◆ Given passage ◆
▼
Q&A
How long have you been with the Design
department?
Since Fall 2009
What other, if any, professional work positions have you
held?
Postdoctoral Fellow, Penn Humanities Center, University of
Pennsylvania (2008-09); Assistant Professor of Art History,
College of Santa Fe, Santa Fe, NM (2004-2008); Assistant
Professor of Liberal Studies, California State University -
Fullerton (2001-03)
Where could we find examples of your work?
My recent book is UC Davis’s first online monograph, and it is available here: https://manifold.umn.edu/projects/toward-a-living-architecture You can find my first book here: http://www.amazon.com/Eugenic-Design-Streamlining-America-1930s/dp/0812221222/ref=sr_1_1?ie=UTF8&qid=1434496699&sr=8-1&keywords=eugenic+design&pebp=1434497114898&perid=114HCAX82QXY18PQFGG1
Think about one of your favorite projects that you’ve
worked on.
▲
◆ Tasks for this exercise ◆
**1)** In the Q&A, switch "Postdoctoral Fellow" to "Visiting Scholar" and give the part from "Since Fall 2009" to "of your work?" again.
**2)** For each statement, say yes or no according to the Q&A and quote the words that decide it.
(a) The person answering has been with the Design department since Fall 2009.
(b) The person answering taught art history at California State University - Fullerton.
(c) The recent book is UC Davis's first online monograph.
**3)** According to the Q&A, where did the person answering hold a postdoctoral fellowship?

◆ Data provided ◆
▼
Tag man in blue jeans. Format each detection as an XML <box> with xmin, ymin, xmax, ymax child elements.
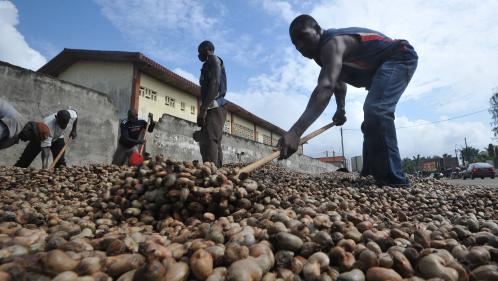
<box><xmin>279</xmin><ymin>15</ymin><xmax>418</xmax><ymax>187</ymax></box>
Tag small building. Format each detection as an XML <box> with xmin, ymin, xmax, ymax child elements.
<box><xmin>315</xmin><ymin>156</ymin><xmax>347</xmax><ymax>168</ymax></box>
<box><xmin>38</xmin><ymin>49</ymin><xmax>302</xmax><ymax>149</ymax></box>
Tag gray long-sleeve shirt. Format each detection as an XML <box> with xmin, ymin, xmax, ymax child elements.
<box><xmin>0</xmin><ymin>99</ymin><xmax>25</xmax><ymax>149</ymax></box>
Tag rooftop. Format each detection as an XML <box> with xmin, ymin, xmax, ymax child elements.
<box><xmin>38</xmin><ymin>49</ymin><xmax>285</xmax><ymax>135</ymax></box>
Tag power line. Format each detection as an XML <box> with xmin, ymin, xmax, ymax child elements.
<box><xmin>343</xmin><ymin>108</ymin><xmax>488</xmax><ymax>131</ymax></box>
<box><xmin>396</xmin><ymin>109</ymin><xmax>488</xmax><ymax>129</ymax></box>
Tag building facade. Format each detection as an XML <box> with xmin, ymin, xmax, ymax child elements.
<box><xmin>38</xmin><ymin>49</ymin><xmax>296</xmax><ymax>149</ymax></box>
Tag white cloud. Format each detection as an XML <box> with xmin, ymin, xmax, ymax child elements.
<box><xmin>95</xmin><ymin>0</ymin><xmax>264</xmax><ymax>67</ymax></box>
<box><xmin>256</xmin><ymin>0</ymin><xmax>298</xmax><ymax>22</ymax></box>
<box><xmin>234</xmin><ymin>0</ymin><xmax>498</xmax><ymax>160</ymax></box>
<box><xmin>173</xmin><ymin>67</ymin><xmax>199</xmax><ymax>84</ymax></box>
<box><xmin>95</xmin><ymin>0</ymin><xmax>217</xmax><ymax>63</ymax></box>
<box><xmin>0</xmin><ymin>1</ymin><xmax>47</xmax><ymax>70</ymax></box>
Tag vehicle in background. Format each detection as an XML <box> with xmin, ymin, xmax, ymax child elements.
<box><xmin>462</xmin><ymin>163</ymin><xmax>496</xmax><ymax>179</ymax></box>
<box><xmin>429</xmin><ymin>173</ymin><xmax>443</xmax><ymax>180</ymax></box>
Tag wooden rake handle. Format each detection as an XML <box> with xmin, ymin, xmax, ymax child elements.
<box><xmin>236</xmin><ymin>122</ymin><xmax>335</xmax><ymax>178</ymax></box>
<box><xmin>48</xmin><ymin>137</ymin><xmax>73</xmax><ymax>171</ymax></box>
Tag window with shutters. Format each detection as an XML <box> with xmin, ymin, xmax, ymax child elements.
<box><xmin>223</xmin><ymin>120</ymin><xmax>232</xmax><ymax>134</ymax></box>
<box><xmin>140</xmin><ymin>86</ymin><xmax>157</xmax><ymax>101</ymax></box>
<box><xmin>164</xmin><ymin>96</ymin><xmax>175</xmax><ymax>108</ymax></box>
<box><xmin>261</xmin><ymin>134</ymin><xmax>271</xmax><ymax>145</ymax></box>
<box><xmin>232</xmin><ymin>123</ymin><xmax>254</xmax><ymax>140</ymax></box>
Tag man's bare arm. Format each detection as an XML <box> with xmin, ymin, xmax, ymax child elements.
<box><xmin>42</xmin><ymin>147</ymin><xmax>50</xmax><ymax>169</ymax></box>
<box><xmin>332</xmin><ymin>82</ymin><xmax>347</xmax><ymax>126</ymax></box>
<box><xmin>290</xmin><ymin>38</ymin><xmax>345</xmax><ymax>136</ymax></box>
<box><xmin>201</xmin><ymin>55</ymin><xmax>221</xmax><ymax>112</ymax></box>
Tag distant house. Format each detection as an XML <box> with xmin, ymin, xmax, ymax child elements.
<box><xmin>38</xmin><ymin>49</ymin><xmax>302</xmax><ymax>149</ymax></box>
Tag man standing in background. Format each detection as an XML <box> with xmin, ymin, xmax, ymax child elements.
<box><xmin>197</xmin><ymin>41</ymin><xmax>227</xmax><ymax>167</ymax></box>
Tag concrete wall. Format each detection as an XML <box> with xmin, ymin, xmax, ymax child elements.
<box><xmin>58</xmin><ymin>61</ymin><xmax>133</xmax><ymax>118</ymax></box>
<box><xmin>256</xmin><ymin>125</ymin><xmax>271</xmax><ymax>145</ymax></box>
<box><xmin>138</xmin><ymin>73</ymin><xmax>198</xmax><ymax>122</ymax></box>
<box><xmin>147</xmin><ymin>115</ymin><xmax>337</xmax><ymax>173</ymax></box>
<box><xmin>0</xmin><ymin>62</ymin><xmax>118</xmax><ymax>167</ymax></box>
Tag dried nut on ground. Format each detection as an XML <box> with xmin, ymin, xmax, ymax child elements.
<box><xmin>190</xmin><ymin>249</ymin><xmax>213</xmax><ymax>280</ymax></box>
<box><xmin>133</xmin><ymin>260</ymin><xmax>166</xmax><ymax>281</ymax></box>
<box><xmin>337</xmin><ymin>268</ymin><xmax>365</xmax><ymax>281</ymax></box>
<box><xmin>0</xmin><ymin>156</ymin><xmax>498</xmax><ymax>281</ymax></box>
<box><xmin>206</xmin><ymin>267</ymin><xmax>227</xmax><ymax>281</ymax></box>
<box><xmin>303</xmin><ymin>252</ymin><xmax>329</xmax><ymax>281</ymax></box>
<box><xmin>42</xmin><ymin>250</ymin><xmax>79</xmax><ymax>273</ymax></box>
<box><xmin>52</xmin><ymin>271</ymin><xmax>78</xmax><ymax>281</ymax></box>
<box><xmin>106</xmin><ymin>254</ymin><xmax>145</xmax><ymax>278</ymax></box>
<box><xmin>274</xmin><ymin>232</ymin><xmax>303</xmax><ymax>252</ymax></box>
<box><xmin>470</xmin><ymin>264</ymin><xmax>498</xmax><ymax>281</ymax></box>
<box><xmin>226</xmin><ymin>243</ymin><xmax>275</xmax><ymax>281</ymax></box>
<box><xmin>329</xmin><ymin>247</ymin><xmax>355</xmax><ymax>271</ymax></box>
<box><xmin>417</xmin><ymin>253</ymin><xmax>458</xmax><ymax>281</ymax></box>
<box><xmin>367</xmin><ymin>267</ymin><xmax>403</xmax><ymax>281</ymax></box>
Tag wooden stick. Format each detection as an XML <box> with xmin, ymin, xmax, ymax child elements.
<box><xmin>236</xmin><ymin>122</ymin><xmax>335</xmax><ymax>178</ymax></box>
<box><xmin>48</xmin><ymin>137</ymin><xmax>72</xmax><ymax>171</ymax></box>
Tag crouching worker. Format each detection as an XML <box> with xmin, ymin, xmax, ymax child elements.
<box><xmin>15</xmin><ymin>109</ymin><xmax>78</xmax><ymax>169</ymax></box>
<box><xmin>112</xmin><ymin>110</ymin><xmax>156</xmax><ymax>166</ymax></box>
<box><xmin>0</xmin><ymin>99</ymin><xmax>50</xmax><ymax>149</ymax></box>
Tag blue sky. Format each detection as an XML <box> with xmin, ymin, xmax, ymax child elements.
<box><xmin>0</xmin><ymin>0</ymin><xmax>498</xmax><ymax>160</ymax></box>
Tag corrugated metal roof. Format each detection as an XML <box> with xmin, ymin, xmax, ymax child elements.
<box><xmin>38</xmin><ymin>49</ymin><xmax>285</xmax><ymax>135</ymax></box>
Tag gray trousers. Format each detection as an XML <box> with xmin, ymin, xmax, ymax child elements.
<box><xmin>199</xmin><ymin>106</ymin><xmax>227</xmax><ymax>167</ymax></box>
<box><xmin>112</xmin><ymin>143</ymin><xmax>138</xmax><ymax>166</ymax></box>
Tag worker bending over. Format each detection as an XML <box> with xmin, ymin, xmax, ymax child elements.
<box><xmin>15</xmin><ymin>109</ymin><xmax>78</xmax><ymax>169</ymax></box>
<box><xmin>279</xmin><ymin>15</ymin><xmax>418</xmax><ymax>187</ymax></box>
<box><xmin>112</xmin><ymin>109</ymin><xmax>156</xmax><ymax>166</ymax></box>
<box><xmin>0</xmin><ymin>99</ymin><xmax>50</xmax><ymax>149</ymax></box>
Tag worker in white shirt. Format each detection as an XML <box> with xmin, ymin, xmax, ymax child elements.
<box><xmin>15</xmin><ymin>109</ymin><xmax>78</xmax><ymax>169</ymax></box>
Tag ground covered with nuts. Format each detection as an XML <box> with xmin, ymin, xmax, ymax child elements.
<box><xmin>0</xmin><ymin>157</ymin><xmax>498</xmax><ymax>281</ymax></box>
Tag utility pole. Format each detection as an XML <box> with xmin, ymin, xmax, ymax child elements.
<box><xmin>462</xmin><ymin>137</ymin><xmax>470</xmax><ymax>165</ymax></box>
<box><xmin>341</xmin><ymin>126</ymin><xmax>346</xmax><ymax>167</ymax></box>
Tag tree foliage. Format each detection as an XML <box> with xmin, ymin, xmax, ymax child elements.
<box><xmin>489</xmin><ymin>88</ymin><xmax>498</xmax><ymax>137</ymax></box>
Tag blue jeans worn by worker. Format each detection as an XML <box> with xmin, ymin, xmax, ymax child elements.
<box><xmin>361</xmin><ymin>44</ymin><xmax>418</xmax><ymax>187</ymax></box>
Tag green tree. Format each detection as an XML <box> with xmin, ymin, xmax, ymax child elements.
<box><xmin>489</xmin><ymin>88</ymin><xmax>498</xmax><ymax>137</ymax></box>
<box><xmin>462</xmin><ymin>146</ymin><xmax>479</xmax><ymax>163</ymax></box>
<box><xmin>401</xmin><ymin>158</ymin><xmax>417</xmax><ymax>174</ymax></box>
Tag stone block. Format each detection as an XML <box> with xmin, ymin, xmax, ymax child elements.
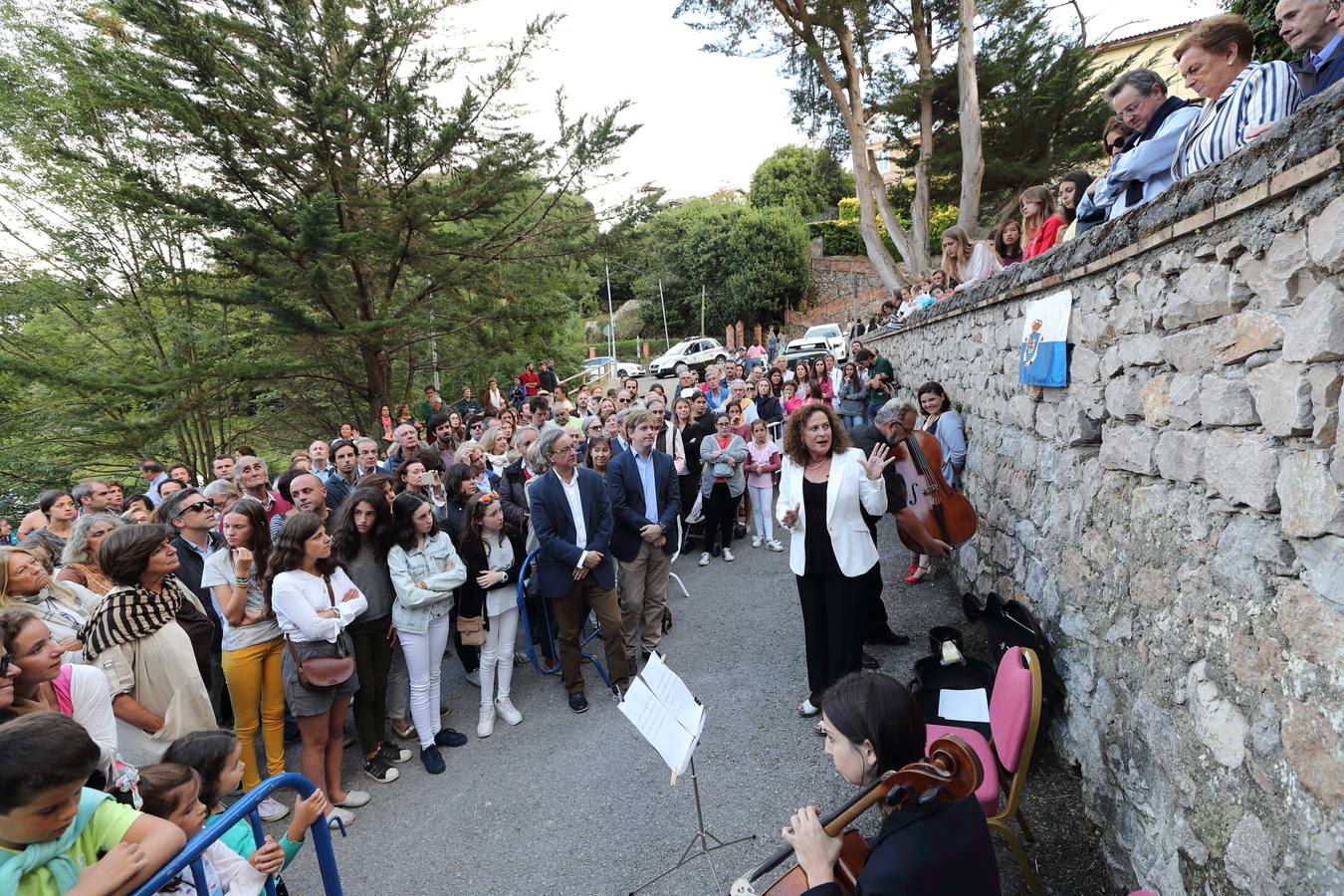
▲
◆ Responses to the exercise ◆
**1)**
Since Fall 2009
What other, if any, professional work positions have you
held?
Visiting Scholar, Penn Humanities Center, University of
Pennsylvania (2008-09); Assistant Professor of Art History,
College of Santa Fe, Santa Fe, NM (2004-2008); Assistant
Professor of Liberal Studies, California State University -
Fullerton (2001-03)
Where could we find examples of your work?

**2)**
(a) Yes: "Since Fall 2009"
(b) No: "Assistant Professor of Liberal Studies, California State University - Fullerton (2001-03)"
(c) Yes: "My recent book is UC Davis’s first online monograph"

**3)** At the Penn Humanities Center, University of Pennsylvania (2008-09).